# Passage to read
^^^^

28 THURSDAY In 1977, modern design pioneers Charles and Ray Eames made Powers of Ten, a now-classic educational film that examined ideas of time, size, and scale by zooming (by powers of ten) from an image of a sleeping man on the city’s lakefront out to the edge of the universe and then back, journeying in from the man’s hand to a single quark. The film, accompanied by a display of oversize stills, text, and additional material, forms the centerpiece of the Peggy Notebaert Nature Museum’s math-oriented exhibition “3.” The museum is open today from 9 to 4:30 (the exhibits will be up until January 7) at 2430 Cannon Drive in Lincoln Park (773-755-5100). Admission is $6, $4 for students and seniors, and $3 for kids.
Next week is the Reader’s special fiction issue, which means there will be no Calendar–here are a few things to do when you’re not reading some great stories.
Since June 1994 the Chicago Seekers, an informal group interested in discussing philosophy, has been meeting monthly. Tonight’s topic, A Post X-ma$ Celebration of Intangibles as More Meaningful Than Materialism, takes book six of Plato’s Republic as its start. “The whole point is to apply these abstract ideas to the betterment of our everyday lives, rather than talk about them as some useless theory,” says seeker Bob Lichtenbert, who will begin the session with a brief presentation. “It’s a lot to do in one meeting, but we’ll give it a shot.” It’s from 8 to 10 on Friday, December 29, at Mitchell’s restaurant, 1953 N. Clybourn. It’s free; call 773-477-1744.
Most of the chants Dave Stringer leads at his kirtans (participatory ecstatic chanting events) are in Sanskrit, but he also throws in some Hindi. Between the chants he sings songs, most of which are bluesy and in English. Stringer, who plays harmonium, and his backup band will lead a kirtan Sunday, December 31, at 8 PM at Moksha Yoga, 700 N. Carpenter. Admission is $25. It’ll be followed by a free satsang and meditation, which run from 10:30 to 1. Call 312-942-9642.

^^^^

# Exercise requirements
Copy the event listings word for word from "28 THURSDAY In" to "and $3 for kids.".

^^^^

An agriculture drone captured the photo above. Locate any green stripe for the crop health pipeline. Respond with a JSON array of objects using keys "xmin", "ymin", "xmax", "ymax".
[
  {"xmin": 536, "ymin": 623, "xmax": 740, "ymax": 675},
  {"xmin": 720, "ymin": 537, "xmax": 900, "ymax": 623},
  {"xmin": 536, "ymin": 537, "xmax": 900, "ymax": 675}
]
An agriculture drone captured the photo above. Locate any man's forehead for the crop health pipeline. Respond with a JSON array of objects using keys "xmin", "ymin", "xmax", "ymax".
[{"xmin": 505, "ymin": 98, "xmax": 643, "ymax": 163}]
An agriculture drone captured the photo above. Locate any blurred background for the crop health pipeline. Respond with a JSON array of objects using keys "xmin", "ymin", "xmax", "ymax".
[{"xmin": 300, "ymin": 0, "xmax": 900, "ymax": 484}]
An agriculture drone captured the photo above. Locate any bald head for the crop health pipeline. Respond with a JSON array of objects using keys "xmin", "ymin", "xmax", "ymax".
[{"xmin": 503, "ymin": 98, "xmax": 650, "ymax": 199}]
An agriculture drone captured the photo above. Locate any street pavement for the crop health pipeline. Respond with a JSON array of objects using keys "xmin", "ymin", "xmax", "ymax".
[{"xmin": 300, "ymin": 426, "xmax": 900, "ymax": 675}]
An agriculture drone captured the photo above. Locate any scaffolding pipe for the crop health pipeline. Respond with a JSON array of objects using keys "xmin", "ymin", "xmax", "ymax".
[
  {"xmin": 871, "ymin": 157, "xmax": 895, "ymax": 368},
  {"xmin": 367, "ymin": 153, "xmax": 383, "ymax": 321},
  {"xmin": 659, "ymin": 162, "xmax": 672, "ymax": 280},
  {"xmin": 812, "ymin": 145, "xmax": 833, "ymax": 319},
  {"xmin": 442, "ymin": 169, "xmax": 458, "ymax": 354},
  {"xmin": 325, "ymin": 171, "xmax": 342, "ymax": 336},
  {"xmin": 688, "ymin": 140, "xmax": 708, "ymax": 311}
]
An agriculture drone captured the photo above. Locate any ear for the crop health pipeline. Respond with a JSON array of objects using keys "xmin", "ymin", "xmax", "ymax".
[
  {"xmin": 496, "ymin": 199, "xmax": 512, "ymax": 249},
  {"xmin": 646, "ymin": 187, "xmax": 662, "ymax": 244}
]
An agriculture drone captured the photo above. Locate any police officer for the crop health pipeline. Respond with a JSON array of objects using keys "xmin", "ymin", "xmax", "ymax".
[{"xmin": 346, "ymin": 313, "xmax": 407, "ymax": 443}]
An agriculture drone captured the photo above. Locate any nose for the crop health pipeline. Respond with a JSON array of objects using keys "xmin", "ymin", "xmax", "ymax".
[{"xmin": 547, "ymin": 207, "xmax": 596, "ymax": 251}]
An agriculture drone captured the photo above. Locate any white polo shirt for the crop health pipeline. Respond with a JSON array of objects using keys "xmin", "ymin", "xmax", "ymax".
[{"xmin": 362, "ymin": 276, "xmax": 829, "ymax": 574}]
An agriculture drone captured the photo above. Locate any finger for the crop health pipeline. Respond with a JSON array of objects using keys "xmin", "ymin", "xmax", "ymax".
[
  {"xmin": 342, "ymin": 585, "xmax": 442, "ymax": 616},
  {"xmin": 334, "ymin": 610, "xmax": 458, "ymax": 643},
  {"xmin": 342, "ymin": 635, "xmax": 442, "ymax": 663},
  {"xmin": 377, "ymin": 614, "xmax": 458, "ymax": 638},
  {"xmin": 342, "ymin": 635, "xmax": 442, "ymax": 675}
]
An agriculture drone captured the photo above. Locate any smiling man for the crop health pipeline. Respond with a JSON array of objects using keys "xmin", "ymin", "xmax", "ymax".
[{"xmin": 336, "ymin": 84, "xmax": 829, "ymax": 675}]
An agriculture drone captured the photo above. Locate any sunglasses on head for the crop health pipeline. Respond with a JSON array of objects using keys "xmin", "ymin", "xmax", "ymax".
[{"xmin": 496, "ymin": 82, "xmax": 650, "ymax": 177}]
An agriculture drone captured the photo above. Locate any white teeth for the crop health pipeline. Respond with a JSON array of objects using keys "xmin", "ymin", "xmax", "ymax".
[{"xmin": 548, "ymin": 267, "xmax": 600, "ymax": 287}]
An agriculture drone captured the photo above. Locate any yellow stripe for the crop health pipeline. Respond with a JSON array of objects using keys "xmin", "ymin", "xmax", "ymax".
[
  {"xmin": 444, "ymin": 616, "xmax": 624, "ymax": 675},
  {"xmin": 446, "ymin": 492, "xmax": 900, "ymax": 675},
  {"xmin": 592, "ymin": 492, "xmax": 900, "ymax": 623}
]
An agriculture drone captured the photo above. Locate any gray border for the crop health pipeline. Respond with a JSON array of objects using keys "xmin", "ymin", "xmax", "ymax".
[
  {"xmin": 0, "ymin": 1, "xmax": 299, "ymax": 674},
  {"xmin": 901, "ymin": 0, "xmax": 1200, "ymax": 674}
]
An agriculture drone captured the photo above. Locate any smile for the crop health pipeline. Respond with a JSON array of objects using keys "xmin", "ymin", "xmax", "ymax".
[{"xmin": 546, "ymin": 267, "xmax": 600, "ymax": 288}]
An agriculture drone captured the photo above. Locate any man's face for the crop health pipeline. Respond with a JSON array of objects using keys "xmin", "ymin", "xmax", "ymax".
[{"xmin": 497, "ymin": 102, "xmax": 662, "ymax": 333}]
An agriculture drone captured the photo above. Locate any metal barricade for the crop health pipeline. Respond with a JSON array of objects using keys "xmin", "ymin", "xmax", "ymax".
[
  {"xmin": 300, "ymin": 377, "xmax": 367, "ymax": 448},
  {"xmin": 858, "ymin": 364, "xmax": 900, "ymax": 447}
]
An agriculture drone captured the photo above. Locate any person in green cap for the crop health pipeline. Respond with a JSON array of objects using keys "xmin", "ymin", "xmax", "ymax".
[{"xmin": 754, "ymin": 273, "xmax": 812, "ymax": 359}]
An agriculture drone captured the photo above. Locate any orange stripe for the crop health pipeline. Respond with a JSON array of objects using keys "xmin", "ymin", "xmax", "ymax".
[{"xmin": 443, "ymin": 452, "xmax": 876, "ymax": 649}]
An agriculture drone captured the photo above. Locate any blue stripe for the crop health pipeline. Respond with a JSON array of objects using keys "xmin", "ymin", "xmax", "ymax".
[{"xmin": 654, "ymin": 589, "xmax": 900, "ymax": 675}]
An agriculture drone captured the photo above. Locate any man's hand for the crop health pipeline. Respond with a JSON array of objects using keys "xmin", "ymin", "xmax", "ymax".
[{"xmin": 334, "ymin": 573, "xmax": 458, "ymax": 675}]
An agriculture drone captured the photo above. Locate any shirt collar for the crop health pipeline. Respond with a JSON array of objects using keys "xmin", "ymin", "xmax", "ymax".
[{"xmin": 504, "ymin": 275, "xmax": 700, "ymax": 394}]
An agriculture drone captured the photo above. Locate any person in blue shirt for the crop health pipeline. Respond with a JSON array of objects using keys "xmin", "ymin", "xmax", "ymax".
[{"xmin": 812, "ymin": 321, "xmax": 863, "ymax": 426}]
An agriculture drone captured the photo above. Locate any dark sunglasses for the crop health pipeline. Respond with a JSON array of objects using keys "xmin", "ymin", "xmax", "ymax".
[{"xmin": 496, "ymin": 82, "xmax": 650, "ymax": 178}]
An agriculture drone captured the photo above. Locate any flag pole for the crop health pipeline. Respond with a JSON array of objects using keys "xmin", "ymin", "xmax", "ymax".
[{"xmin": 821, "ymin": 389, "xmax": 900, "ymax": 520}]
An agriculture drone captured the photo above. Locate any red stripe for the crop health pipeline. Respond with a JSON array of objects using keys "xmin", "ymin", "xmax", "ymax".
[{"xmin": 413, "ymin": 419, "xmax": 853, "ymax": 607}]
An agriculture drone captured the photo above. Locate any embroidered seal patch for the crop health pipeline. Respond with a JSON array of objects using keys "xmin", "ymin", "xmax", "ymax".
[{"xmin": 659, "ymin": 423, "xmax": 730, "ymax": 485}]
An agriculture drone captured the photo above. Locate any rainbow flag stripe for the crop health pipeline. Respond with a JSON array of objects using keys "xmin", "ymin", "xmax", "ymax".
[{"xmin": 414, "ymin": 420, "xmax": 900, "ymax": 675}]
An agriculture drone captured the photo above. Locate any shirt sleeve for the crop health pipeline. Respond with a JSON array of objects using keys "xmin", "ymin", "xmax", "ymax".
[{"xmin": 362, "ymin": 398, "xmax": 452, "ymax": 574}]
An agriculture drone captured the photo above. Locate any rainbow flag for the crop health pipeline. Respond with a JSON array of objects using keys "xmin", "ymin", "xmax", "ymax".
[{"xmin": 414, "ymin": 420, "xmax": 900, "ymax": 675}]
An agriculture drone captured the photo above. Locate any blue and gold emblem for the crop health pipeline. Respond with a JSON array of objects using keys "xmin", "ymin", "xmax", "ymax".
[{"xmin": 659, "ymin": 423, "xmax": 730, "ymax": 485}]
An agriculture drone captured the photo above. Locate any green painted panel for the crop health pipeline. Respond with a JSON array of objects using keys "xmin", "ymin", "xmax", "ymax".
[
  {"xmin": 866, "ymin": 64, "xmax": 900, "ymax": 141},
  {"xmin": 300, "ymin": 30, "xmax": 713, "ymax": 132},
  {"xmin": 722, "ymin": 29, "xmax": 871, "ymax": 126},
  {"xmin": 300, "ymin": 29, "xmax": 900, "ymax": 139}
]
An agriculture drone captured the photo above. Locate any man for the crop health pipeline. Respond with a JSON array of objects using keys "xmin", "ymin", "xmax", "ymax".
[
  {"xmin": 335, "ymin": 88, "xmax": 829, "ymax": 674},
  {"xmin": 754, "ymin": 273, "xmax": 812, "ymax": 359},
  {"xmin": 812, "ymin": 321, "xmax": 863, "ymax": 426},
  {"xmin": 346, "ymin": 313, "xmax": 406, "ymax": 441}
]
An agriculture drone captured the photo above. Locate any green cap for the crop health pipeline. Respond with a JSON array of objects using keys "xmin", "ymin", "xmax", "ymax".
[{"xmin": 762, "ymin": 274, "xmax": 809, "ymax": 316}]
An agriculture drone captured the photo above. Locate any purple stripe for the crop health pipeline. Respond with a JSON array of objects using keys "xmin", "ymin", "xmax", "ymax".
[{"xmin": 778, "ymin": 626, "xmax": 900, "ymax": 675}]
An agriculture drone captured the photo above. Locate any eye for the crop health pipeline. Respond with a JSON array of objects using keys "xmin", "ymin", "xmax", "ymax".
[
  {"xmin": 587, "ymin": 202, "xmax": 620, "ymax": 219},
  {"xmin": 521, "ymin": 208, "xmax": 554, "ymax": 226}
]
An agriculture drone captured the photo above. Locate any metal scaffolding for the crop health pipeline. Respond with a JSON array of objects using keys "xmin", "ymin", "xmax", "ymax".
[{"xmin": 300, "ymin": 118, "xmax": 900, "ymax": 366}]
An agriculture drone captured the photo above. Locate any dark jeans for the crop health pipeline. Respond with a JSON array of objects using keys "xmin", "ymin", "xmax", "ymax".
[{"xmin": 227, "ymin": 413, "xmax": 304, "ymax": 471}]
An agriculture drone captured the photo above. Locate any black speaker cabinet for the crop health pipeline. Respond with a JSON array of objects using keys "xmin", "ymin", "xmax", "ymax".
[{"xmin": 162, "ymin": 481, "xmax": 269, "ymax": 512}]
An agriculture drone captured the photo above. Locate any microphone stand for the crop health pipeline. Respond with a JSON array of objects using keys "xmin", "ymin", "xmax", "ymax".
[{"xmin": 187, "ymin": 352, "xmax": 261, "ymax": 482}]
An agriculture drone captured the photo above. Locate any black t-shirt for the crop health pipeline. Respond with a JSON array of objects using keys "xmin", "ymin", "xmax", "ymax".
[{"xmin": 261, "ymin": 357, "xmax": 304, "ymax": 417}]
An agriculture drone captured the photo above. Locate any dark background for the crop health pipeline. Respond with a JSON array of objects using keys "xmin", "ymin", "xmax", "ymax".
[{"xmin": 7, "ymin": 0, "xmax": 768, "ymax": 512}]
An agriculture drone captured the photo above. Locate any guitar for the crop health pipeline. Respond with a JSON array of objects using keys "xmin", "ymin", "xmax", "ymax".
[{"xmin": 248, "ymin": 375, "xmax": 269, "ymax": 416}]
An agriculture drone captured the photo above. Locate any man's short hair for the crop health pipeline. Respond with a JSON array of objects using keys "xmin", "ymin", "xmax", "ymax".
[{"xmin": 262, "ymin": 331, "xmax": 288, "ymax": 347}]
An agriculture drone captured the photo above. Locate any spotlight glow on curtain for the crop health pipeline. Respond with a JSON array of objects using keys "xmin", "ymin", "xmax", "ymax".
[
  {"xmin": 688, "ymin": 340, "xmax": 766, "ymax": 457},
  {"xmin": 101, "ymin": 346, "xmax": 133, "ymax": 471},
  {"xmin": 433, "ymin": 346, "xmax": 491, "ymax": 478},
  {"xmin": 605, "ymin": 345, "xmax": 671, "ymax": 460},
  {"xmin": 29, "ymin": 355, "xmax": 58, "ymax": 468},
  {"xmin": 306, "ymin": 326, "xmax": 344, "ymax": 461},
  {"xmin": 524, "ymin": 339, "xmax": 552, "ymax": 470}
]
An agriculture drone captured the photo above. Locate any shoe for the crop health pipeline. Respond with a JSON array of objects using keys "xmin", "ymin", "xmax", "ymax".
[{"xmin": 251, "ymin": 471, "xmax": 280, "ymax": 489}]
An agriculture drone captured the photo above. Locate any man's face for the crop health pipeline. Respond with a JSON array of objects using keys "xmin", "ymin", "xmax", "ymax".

^^^^

# Result
28 THURSDAY In 1977, modern design pioneers Charles and Ray Eames made Powers of Ten, a now-classic educational film that examined ideas of time, size, and scale by zooming (by powers of ten) from an image of a sleeping man on the city’s lakefront out to the edge of the universe and then back, journeying in from the man’s hand to a single quark. The film, accompanied by a display of oversize stills, text, and additional material, forms the centerpiece of the Peggy Notebaert Nature Museum’s math-oriented exhibition “3.” The museum is open today from 9 to 4:30 (the exhibits will be up until January 7) at 2430 Cannon Drive in Lincoln Park (773-755-5100). Admission is $6, $4 for students and seniors, and $3 for kids.